→ DOCUMENT EXCERPT:

%%

# Text Preprocessing

## Part 0 - Common Terms
Some common terms and the meanings of that term (imagine there is a data set for sentiment analysis having two columns *review* and *sentiment*.):
- **Corpus (C):** All the words (repeated also included) available into your *review* column.
- **Vocabulary (V):** All the unique words together available into your *review* column
- **Document:** The individual record of the dataset is called document.
- **Word:** And every word is called words 😅

## Part 1 - Load the Dataset from Kaggle

In [None]:
# Upload "kaggle.json" file and install kaggle library
! pip install kaggle
# Create a "kaggle" named folder
! mkdir ~/.kaggle
# Copy the “kaggle.json” into this new directory
! cp kaggle.json ~/.kaggle/
# Allocate the required permission for this file.
! chmod 600 ~/.kaggle/kaggle.json
# Download the dataset
! kaggle datasets download lakshmi25npathi/imdb-dataset-of-50k-movie-reviews
# Unzip the dataset
! unzip imdb-dataset-of-50k-movie-reviews.zip

mkdir: cannot create directory ‘/root/.kaggle’: File exists
Downloading imdb-dataset-of-50k-movie-reviews.zip to /content
 89% 23.0M/25.7M [00:00<00:00, 115MB/s]
100% 25.7M/25.7M [00:00<00:00, 115MB/s]
Archive:  imdb-dataset-of-50k-movie-reviews.zip
  inflating: IMDB Dataset.csv        


In [None]:
import numpy as np
import pandas as pd

In [None]:
df = pd.read_csv("IMDB Dataset.csv")

%%

→ TASK INSTRUCTIONS:
**1.** According to the text preprocessing notes, what is an individual record of the dataset called?
**2.** Duplicate the part of the text preprocessing notes that opens with the words containing "## Part 1 - Load" and closes with "for this file.".
Nothing in the records is needed here.

→ Items drawn from a data source:
%%

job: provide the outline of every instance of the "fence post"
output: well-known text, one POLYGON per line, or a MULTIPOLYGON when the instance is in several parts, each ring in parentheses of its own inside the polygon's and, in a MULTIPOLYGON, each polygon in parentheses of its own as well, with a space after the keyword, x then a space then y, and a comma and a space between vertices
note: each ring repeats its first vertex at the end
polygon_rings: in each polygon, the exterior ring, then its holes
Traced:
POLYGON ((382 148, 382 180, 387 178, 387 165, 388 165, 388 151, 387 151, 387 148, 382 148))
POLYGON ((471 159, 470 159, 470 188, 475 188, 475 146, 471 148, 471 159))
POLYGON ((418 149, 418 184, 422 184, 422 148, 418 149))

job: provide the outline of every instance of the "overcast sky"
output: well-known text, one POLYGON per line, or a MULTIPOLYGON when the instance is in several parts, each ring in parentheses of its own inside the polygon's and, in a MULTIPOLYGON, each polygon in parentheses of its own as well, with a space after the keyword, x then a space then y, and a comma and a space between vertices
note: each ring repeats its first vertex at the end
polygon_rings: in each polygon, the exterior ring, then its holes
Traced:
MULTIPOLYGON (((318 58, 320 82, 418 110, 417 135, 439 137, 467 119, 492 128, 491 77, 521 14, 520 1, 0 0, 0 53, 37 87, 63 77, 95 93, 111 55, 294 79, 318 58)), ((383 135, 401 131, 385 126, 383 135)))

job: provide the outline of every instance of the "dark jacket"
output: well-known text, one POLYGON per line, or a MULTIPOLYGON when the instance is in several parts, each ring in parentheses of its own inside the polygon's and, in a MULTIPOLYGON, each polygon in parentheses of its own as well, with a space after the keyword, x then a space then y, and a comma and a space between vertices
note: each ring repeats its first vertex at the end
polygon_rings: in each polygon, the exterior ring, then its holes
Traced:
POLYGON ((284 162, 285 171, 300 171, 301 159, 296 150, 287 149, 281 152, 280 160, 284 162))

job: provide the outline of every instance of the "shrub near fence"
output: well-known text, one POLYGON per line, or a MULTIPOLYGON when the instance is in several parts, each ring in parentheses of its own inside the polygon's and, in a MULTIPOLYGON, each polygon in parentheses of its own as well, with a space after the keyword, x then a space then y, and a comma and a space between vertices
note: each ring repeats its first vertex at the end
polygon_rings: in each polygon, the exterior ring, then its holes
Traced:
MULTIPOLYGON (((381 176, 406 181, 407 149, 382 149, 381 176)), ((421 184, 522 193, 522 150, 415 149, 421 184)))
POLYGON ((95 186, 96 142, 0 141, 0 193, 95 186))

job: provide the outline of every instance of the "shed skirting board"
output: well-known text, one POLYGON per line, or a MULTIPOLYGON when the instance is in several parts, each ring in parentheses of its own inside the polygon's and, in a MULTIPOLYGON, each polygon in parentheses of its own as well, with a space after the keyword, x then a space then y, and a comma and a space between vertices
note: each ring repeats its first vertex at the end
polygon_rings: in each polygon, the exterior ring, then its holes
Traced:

%%

→ SOLUTION LIST:
**1.** A document.

**2.**
## Part 1 - Load the Dataset from Kaggle

In [None]:
# Upload "kaggle.json" file and install kaggle library
! pip install kaggle
# Create a "kaggle" named folder
! mkdir ~/.kaggle
# Copy the “kaggle.json” into this new directory
! cp kaggle.json ~/.kaggle/
# Allocate the required permission for this file.